Text passage —
I tried to be fair, for a wee while, to change the way that people saw it, and I failed miserably to be honest.  It doesn't bother me anymore.  I just sort of do what I do and get on with it.  If people want to give me respect for what happened, then they can.  And if they don't, then it doesn't bother me anymore.
I used to‑‑ and Adam, he used to get so frustrated with me.  He used to pull his hair out with the way I used to sort of see it and when people would say something negative about me, it used to just cause me so much grief.
I kind of lost that a long time ago, so it doesn't bother me anymore.  It doesn't alter my life if someone doesn't think I should have won and Jean should have anymore.  It used to annoy me but not anymore.  We just get on with it.

Q.  Were you introduced as Paul Lawrie on the tee?
PAUL LAWRIE:  No.  He said, "Four, please, Paul Lawrie, now driving."  (Speaking in American southern accent. )

Supplied data —

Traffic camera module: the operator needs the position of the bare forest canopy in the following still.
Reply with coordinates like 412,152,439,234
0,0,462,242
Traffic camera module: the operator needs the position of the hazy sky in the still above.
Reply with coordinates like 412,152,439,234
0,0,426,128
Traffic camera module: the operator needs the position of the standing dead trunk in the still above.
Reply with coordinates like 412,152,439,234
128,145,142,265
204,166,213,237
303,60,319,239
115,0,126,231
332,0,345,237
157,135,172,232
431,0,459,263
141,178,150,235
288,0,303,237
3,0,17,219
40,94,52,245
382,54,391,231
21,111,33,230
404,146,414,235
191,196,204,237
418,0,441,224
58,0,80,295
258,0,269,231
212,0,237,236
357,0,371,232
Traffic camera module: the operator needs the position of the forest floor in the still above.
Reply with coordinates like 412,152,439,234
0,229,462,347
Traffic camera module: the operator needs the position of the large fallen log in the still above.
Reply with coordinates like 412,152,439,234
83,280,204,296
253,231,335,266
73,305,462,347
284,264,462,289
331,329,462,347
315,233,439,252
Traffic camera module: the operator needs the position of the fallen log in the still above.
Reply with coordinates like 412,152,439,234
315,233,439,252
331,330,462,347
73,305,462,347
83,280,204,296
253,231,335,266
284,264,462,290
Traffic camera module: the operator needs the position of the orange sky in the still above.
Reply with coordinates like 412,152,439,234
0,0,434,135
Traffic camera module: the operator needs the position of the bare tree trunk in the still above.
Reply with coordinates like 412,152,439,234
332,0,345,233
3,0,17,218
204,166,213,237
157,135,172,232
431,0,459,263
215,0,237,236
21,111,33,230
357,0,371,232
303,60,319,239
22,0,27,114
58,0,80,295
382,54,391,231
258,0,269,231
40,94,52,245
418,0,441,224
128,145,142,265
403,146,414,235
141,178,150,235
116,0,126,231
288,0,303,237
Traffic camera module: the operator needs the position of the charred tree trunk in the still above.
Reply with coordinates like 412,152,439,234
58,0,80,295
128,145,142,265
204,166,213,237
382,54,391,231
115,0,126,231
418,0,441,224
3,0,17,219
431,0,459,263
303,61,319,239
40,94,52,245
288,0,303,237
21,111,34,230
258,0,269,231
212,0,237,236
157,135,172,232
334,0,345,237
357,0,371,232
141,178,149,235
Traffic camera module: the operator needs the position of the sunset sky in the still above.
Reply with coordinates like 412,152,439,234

What you have to do — Reproduce the passage of the Paul Lawrie interview transcript word for word, starting with "I kind of lost" and going on through "just get on with it.".

Response box —
I kind of lost that a long time ago, so it doesn't bother me anymore.  It doesn't alter my life if someone doesn't think I should have won and Jean should have anymore.  It used to annoy me but not anymore.  We just get on with it.